* START THE DATA *

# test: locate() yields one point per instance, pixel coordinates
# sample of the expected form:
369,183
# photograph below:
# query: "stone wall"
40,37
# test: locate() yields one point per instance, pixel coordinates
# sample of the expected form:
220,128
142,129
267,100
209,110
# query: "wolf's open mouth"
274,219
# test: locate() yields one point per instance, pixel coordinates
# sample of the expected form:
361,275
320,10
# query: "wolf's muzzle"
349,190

* END THE DATA *
* START THE DATA *

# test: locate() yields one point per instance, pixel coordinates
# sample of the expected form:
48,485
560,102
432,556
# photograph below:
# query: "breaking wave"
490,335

* END THE DATA *

▶ **DESCRIPTION OF THE TASK**: Which lines contain the string "query"? Collect every one of them, copied whole.

▶ **RESPONSE**:
# query: "stone wall"
# query: "wolf's open mouth"
# query: "wolf's muzzle"
# query: "breaking wave"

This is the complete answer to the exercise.